◆ 所给文本:
====

本教程将会简略的介绍Anakin的工作原理,一些基本的Anakin API,以及如何调用这些API。
用Anakin来进行前向计算主要分为三个步骤:
- 将外部模型通过Anakin Parser解析为Anakin模型
在使用Anakin之前,用户必须将所有其他模型转换成Anakin模型,我们提供了转换脚本,用户可通过Anakin Parser进行模型转换。 - 生成Anakin计算图 加载Anakin模型生成原始计算图,然后需要对原始计算图进行优化。你只需要调用相应的API优化即可。
- 执行计算图
Anakin会选择不同硬件平台执行计算图。
Tensor提供基础的数据操作和管理,为ops提供统一的数据接口。Tensor包含以下几个属性:
- Buffer
数据存储区 - Shape
数据的维度信息 - Event
用于异步计算的同步
Tensor 类包含三个Shape对象, 分别是_shape, _valid_shape和 offset。 _shape为tensor真正空间信息,_valid_shape表示当前tensor使用的空间信息, _offset表示当前tensor数据指针相对于真正数据空间的信息。 Tensor不同维度与分别与数学中的向量、矩阵等相对应如下表所示。
| Dimentions | Math entity |
|---|---|
| 1 | vector |
| 2 | matrix |
| 3 | 3-tensor |
| n | n-tensor |
Tensor接受三个模板参数:
template<typename TargetType, DataType datatype, typename LayOutType = NCHW>
class Tensor .../* Inherit other class */{
//some implements
...
};TargetType是平台类型,如X86,GPU等等,在Anakin内部有相应的标识与之对应;datatype是普通的数据类型,在Anakin内部也有相应的标志与之对应;LayOutType是数据分布类型,如batch x channel x height x width [NxCxHxW], 在Anakin内部用一个struct来标识。 Anakin中数据类型与基本数据类型的对应如下:
- TargetType
| Anakin TargetType | platform |
|---|---|
| NV | NVIDIA GPU |
| ARM | ARM |
| AMD | AMD GPU |
| X86 | X86 |
| NVHX86 | NVIDIA GPU with Pinned Memory |
- DataType
| Anakin DataType | C++ | Description |
|---|---|---|
| AK_HALF | short | fp16 |
| AK_FLOAT | float | fp32 |
| AK_DOUBLE | double | fp64 |
| AK_INT8 | char | int8 |
| AK_INT16 | short | int16 |
| AK_INT32 | int | int32 |
| AK_INT64 | long | int64 |
| AK_UINT8 | unsigned char | uint8 |
| AK_UINT16 | unsigned short | uint8 |
| AK_UINT32 | unsigned int | uint32 |
| AK_STRING | std::string | / |
| AK_BOOL | bool | / |
| AK_SHAPE | / | Anakin Shape |
| AK_TENSOR | / | Anakin Tensor |
- LayOutType
| Anakin LayOutType ( Tensor LayOut ) | Tensor Dimention | Tensor Support | Op Support |
|---|---|---|---|
| W | 1-D | YES | NO |
| HW | 2-D | YES | NO |
| WH | 2-D | YES | NO |
| NW | 2-D | YES | YES |
| NHW | 3-D | YES | YES |
| NCHW ( default ) | 4-D | YES | YES |
| NHWC | 4-D | YES | NO |
| NCHW_C4 | 5-D | YES | YES |
| NCHW_C8R | 4-D | YES | YES |
| NCHW_C16R | 4-D | YES | YES |
理论上,Anakin支持申明1维以上的tensor,其中NCHW是默认的LayOutType,NCHW_C4是专门针对于int8这种数据类型的, NCHW_C8R和NCHW_C16R为AVX2和AVX512专用。

====

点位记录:
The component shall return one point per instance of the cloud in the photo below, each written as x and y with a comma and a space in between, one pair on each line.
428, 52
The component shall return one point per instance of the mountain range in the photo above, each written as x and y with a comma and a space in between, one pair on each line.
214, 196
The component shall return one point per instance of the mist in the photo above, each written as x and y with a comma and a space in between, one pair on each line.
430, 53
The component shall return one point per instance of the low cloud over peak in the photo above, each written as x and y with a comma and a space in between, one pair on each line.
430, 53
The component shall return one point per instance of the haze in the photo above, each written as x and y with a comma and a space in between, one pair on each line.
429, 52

====

◆ 任务说明:
**A.** 把上面点位记录里的所有行原样输出。
**B.** 请接着写这篇Anakin教程，从最后一句后面往下写出下一部分。

◆ 依次结果:
**A.**
The component shall return one point per instance of the cloud in the photo below, each written as x and y with a comma and a space in between, one pair on each line.
428, 52
The component shall return one point per instance of the mountain range in the photo above, each written as x and y with a comma and a space in between, one pair on each line.
214, 196
The component shall return one point per instance of the mist in the photo above, each written as x and y with a comma and a space in between, one pair on each line.
430, 53
The component shall return one point per instance of the low cloud over peak in the photo above, each written as x and y with a comma and a space in between, one pair on each line.
430, 53
The component shall return one point per instance of the haze in the photo above, each written as x and y with a comma and a space in between, one pair on each line.
429, 52

**B.**
例子
下面的代码将展示如何使用tensor, 我们建议先看看这些示例。
要想获得更多关于tensor的信息, 请参考 soure_path/core/tensor.h
- 使用shape对象初始化tensor
//create a null tensor. A null tensor holds for nothing.
//tensor's buffer is resident at CPU and its datatype is AK_FLOAT.
//tensor's Layout is NCHW(default)
Tensor<X86> mytensor;
//1. using shape object to create a tensor.
Shape shape1(NUM); //1-D shape. NUM is the number of dimention.
Tensor<X86> mytensor1(shape1); //1-D tensor.
// A 4-D shape
Shape shape2(N, C, H, W); // batch x channel x height x width
注意:Shape的维度必须和tensor的LayoutType相同,比如Shape(N,C,H,W), 那么Tensor的 LayoutType必须是NCHW,否则会出错。如下列代码所示
// A 4-D tensor.
Tensor<X86> mytensor2(shape2); //right
//A 4-D tensor which is resident at GPU and its datatype is AK_INT8
Tensor<NV> mytensor3(shape2); //right
- 使用现有的数据和shape初始化tensor
/**
* A construtor of Tensor.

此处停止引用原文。